__Given instruction__
Copy out the entries below word for word, starting at the line that contains "For the scouting record, return for every instance of the red" and continuing through the last line of the entries.

__Provided records__

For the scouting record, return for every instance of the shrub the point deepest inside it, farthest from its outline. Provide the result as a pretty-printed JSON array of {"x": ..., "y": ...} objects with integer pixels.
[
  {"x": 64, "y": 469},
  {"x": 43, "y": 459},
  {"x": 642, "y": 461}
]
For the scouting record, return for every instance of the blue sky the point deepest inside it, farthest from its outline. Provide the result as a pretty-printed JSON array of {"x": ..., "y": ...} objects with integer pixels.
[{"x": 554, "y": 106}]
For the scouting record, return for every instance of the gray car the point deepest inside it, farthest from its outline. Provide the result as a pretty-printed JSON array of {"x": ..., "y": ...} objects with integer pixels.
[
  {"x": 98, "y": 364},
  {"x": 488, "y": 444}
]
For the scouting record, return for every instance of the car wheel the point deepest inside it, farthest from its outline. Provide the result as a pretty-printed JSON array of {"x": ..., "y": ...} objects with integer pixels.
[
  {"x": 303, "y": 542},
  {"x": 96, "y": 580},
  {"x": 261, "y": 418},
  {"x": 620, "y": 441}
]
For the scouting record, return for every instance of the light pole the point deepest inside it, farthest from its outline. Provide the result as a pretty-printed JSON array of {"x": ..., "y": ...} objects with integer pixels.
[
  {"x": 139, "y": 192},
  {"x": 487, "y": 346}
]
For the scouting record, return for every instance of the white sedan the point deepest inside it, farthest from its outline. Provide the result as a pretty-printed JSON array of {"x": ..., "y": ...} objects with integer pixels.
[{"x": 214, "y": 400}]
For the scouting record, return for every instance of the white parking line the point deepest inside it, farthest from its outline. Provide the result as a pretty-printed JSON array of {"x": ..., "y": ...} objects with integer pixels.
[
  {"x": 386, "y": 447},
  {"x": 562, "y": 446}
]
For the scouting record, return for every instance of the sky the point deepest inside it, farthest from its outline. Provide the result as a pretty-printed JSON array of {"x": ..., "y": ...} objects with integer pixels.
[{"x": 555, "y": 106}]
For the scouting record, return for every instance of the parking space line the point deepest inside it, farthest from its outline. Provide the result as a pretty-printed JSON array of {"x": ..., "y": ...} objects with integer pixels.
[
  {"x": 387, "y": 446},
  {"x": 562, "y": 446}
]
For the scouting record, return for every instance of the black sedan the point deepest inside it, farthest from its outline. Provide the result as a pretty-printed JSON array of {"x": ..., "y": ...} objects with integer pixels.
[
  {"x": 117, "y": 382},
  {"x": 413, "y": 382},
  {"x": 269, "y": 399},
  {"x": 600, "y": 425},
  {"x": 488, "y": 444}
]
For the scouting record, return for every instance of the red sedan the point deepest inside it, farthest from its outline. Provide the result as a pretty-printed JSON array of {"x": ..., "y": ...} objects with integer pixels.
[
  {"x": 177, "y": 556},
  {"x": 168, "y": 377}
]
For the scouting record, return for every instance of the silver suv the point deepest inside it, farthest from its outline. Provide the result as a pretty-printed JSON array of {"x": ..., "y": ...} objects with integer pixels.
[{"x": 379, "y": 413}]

__Result of the exercise__
For the scouting record, return for every instance of the red sedan the point deepest inside it, farthest from its outline. Provide the result as a pretty-printed JSON array of {"x": ..., "y": ...} objects with integer pixels.
[
  {"x": 177, "y": 556},
  {"x": 168, "y": 377}
]
For the scouting record, return for every instance of the silver suv the point deepest inside it, farthest from its outline. Provide the result as a pretty-printed JSON array of {"x": ..., "y": ...} objects with integer pixels.
[{"x": 379, "y": 413}]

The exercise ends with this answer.